> [DATA TO PROCESS]:
════════

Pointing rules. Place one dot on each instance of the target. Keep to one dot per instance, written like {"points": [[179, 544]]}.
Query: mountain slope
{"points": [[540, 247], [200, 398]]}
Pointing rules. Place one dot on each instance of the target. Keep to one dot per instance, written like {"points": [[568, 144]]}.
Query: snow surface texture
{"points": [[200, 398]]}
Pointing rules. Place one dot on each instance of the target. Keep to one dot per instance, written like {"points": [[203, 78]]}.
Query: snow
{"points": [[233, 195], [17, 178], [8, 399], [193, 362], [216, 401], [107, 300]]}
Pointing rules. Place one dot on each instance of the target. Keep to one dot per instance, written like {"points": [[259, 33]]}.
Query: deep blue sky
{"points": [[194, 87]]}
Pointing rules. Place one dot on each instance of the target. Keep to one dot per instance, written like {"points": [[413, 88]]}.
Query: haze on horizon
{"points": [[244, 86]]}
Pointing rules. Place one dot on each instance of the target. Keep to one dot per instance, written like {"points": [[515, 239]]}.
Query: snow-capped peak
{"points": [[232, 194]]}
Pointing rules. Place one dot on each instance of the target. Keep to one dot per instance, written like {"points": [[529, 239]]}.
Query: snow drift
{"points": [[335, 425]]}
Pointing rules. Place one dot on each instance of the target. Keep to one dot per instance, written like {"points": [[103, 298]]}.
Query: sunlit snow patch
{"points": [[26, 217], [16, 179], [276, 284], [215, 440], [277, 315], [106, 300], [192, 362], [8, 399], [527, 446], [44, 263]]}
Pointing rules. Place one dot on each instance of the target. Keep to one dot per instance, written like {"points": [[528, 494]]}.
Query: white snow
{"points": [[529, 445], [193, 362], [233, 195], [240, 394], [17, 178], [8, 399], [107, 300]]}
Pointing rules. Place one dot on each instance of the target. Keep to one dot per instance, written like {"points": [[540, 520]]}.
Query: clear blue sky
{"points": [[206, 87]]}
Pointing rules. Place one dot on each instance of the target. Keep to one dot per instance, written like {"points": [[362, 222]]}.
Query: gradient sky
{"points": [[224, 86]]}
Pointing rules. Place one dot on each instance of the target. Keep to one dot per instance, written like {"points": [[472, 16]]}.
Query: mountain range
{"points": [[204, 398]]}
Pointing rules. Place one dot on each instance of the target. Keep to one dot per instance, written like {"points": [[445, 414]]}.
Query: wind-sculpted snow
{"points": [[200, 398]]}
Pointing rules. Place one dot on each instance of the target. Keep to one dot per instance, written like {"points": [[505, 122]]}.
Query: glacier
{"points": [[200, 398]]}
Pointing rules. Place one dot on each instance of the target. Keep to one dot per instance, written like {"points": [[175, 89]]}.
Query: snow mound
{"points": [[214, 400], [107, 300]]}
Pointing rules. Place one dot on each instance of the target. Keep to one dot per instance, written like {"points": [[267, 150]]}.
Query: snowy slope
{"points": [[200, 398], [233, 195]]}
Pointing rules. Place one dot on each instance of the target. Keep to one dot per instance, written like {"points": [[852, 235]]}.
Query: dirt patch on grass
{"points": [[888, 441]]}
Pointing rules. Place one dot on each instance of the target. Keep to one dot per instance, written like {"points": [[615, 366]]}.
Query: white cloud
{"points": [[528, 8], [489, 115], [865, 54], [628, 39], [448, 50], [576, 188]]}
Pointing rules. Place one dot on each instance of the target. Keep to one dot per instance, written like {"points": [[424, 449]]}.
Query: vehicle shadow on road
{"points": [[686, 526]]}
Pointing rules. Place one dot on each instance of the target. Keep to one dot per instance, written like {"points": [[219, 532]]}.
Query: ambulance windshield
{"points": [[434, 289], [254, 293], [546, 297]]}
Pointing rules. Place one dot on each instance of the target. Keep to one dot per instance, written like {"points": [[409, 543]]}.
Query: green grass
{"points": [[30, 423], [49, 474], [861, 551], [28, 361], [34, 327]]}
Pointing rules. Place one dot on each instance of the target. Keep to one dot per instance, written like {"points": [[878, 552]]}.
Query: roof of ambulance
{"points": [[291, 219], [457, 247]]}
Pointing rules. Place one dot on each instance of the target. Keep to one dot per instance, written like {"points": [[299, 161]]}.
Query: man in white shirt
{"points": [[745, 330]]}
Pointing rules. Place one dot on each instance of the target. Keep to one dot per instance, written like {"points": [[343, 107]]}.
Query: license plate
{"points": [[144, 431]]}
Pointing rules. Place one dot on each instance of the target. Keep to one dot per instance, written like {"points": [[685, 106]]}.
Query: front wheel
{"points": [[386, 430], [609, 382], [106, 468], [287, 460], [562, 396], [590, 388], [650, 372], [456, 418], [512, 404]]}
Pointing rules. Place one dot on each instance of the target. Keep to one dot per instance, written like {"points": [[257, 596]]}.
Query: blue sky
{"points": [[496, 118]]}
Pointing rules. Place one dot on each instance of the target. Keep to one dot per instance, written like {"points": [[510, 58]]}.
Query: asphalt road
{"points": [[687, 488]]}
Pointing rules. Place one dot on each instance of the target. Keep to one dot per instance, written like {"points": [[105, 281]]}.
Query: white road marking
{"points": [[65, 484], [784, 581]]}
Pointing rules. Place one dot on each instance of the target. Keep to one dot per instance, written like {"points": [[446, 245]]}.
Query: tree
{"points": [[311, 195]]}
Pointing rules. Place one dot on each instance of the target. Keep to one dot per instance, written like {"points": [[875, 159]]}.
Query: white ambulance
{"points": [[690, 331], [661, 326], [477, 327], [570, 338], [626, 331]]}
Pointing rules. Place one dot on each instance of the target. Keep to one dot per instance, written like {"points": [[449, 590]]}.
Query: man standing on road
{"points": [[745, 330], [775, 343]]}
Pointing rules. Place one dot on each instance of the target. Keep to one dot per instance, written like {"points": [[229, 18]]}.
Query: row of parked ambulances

════════

> [WHAT IS BEING ASKED]:
Write out every line from the records above, word for word.

> [THE REPLY]:
Pointing rules. Place one dot on each instance of the target. Keep to one dot per instance, written like {"points": [[179, 544]]}.
Query: mountain slope
{"points": [[540, 247], [200, 398]]}
Pointing rules. Place one dot on each instance of the target. Keep to one dot per instance, written like {"points": [[568, 144]]}.
Query: snow surface texture
{"points": [[200, 398]]}
Pointing rules. Place one dot on each instance of the target. Keep to one dot per instance, written like {"points": [[203, 78]]}.
Query: snow
{"points": [[233, 195], [17, 178], [8, 399], [193, 362], [216, 401], [107, 300]]}
Pointing rules. Place one dot on each instance of the target. Keep to one dot per instance, written like {"points": [[259, 33]]}.
Query: deep blue sky
{"points": [[194, 87]]}
Pointing rules. Place one dot on each instance of the target. Keep to one dot per instance, written like {"points": [[413, 88]]}.
Query: haze on horizon
{"points": [[244, 86]]}
Pointing rules. Place one dot on each instance of the target. Keep to one dot per instance, written like {"points": [[515, 239]]}.
Query: snow-capped peak
{"points": [[232, 194]]}
Pointing rules. Place one dot on each instance of the target. Keep to one dot per instance, written like {"points": [[529, 239]]}.
Query: snow drift
{"points": [[335, 425]]}
Pointing rules. Place one dot on each instance of the target. Keep to one dot per instance, written like {"points": [[103, 298]]}.
Query: sunlit snow patch
{"points": [[26, 217], [16, 179], [276, 284], [215, 440], [277, 315], [106, 300], [192, 362], [8, 399], [527, 446], [44, 263]]}
Pointing rules. Place one dot on each instance of the target. Keep to one dot per instance, written like {"points": [[528, 494]]}.
Query: white snow
{"points": [[529, 445], [193, 362], [233, 195], [240, 394], [17, 178], [8, 399], [107, 300]]}
Pointing rules. Place one dot on each instance of the target. Keep to one dot per instance, written like {"points": [[540, 520]]}.
Query: clear blue sky
{"points": [[206, 87]]}
Pointing rules. Place one dot on each instance of the target. Keep to one dot per instance, written like {"points": [[362, 222]]}.
Query: gradient sky
{"points": [[224, 86]]}
Pointing rules. Place one dot on each instance of the target. Keep to one dot per instance, written like {"points": [[472, 16]]}.
Query: mountain range
{"points": [[204, 398]]}
Pointing rules. Place one dot on each instance of the target. Keep to one dot per instance, written like {"points": [[445, 414]]}.
Query: wind-sculpted snow
{"points": [[200, 398]]}
Pointing rules. Place one dot on each instance of the target. Keep to one dot per instance, written like {"points": [[505, 122]]}.
Query: glacier
{"points": [[200, 398]]}
Pointing rules. Place one dot on each instance of the target. Keep to one dot per instance, written like {"points": [[175, 89]]}.
Query: snow mound
{"points": [[214, 400], [107, 300]]}
Pointing rules. Place one dot on each instance of the target. Keep to one dot per instance, written like {"points": [[267, 150]]}.
Query: snowy slope
{"points": [[200, 398], [233, 195]]}
Pointing rules. Place one dot on each instance of the target. Keep to one dot per instance, written like {"points": [[852, 235]]}.
Query: dirt patch on grass
{"points": [[888, 441]]}
Pointing rules. Place one dot on each instance of the target. Keep to one dot per instance, written like {"points": [[615, 366]]}.
Query: white cloud
{"points": [[528, 8], [489, 115], [865, 54], [628, 39], [448, 50], [576, 188]]}
Pointing rules. Place one dot on each instance of the target. Keep to one dot per instance, written like {"points": [[424, 449]]}.
Query: vehicle shadow on road
{"points": [[686, 526]]}
Pointing rules. Place one dot on each instance of the target. Keep to one dot per instance, written like {"points": [[219, 532]]}.
Query: ambulance windshield
{"points": [[434, 289], [254, 293], [546, 297]]}
Pointing rules. Place one dot on each instance of the target. Keep to one dot per instance, written like {"points": [[409, 543]]}.
Query: green grass
{"points": [[30, 423], [49, 474], [861, 551], [28, 361], [34, 327]]}
Pointing rules. Place one dot on each instance of the target. Keep to one dot per instance, written like {"points": [[878, 552]]}.
Query: roof of ambulance
{"points": [[291, 219], [457, 247]]}
Pointing rules. Place one dot on each instance of the target. Keep to one dot per instance, written like {"points": [[299, 161]]}.
Query: man in white shirt
{"points": [[745, 330]]}
Pointing rules. Place one dot on each instance of the target. Keep to one dot per instance, written like {"points": [[343, 107]]}.
Query: license plate
{"points": [[144, 431]]}
Pointing rules. Place one dot on each instance of the target. Keep to one dot per instance, written like {"points": [[685, 106]]}.
Query: front wheel
{"points": [[386, 430], [609, 382], [106, 468], [287, 460], [562, 396], [590, 388], [650, 372], [456, 418], [512, 404]]}
Pointing rules. Place one dot on each instance of the target. Keep to one dot per instance, written like {"points": [[257, 596]]}.
Query: blue sky
{"points": [[496, 118]]}
Pointing rules. Place one dot on each instance of the target. Keep to one dot per instance, written like {"points": [[510, 58]]}.
Query: asphalt road
{"points": [[687, 488]]}
Pointing rules. Place one dot on each instance of the target. Keep to one dot per instance, written like {"points": [[105, 281]]}.
Query: white road marking
{"points": [[65, 484], [784, 581]]}
Pointing rules. Place one dot on each instance of the target. Keep to one dot per instance, written like {"points": [[446, 245]]}.
Query: tree
{"points": [[311, 195]]}
Pointing rules. Place one dot on each instance of the target. Keep to one dot per instance, written like {"points": [[875, 159]]}.
Query: white ambulance
{"points": [[690, 331], [661, 326], [477, 327], [570, 338], [626, 331]]}
Pointing rules. Place one dot on each instance of the target. Keep to one dot per instance, written like {"points": [[449, 590]]}.
Query: man standing on road
{"points": [[745, 330], [775, 343]]}
Pointing rules. Place one dot on each instance of the target. Keep to one dot per instance, written like {"points": [[229, 18]]}.
Query: row of parked ambulances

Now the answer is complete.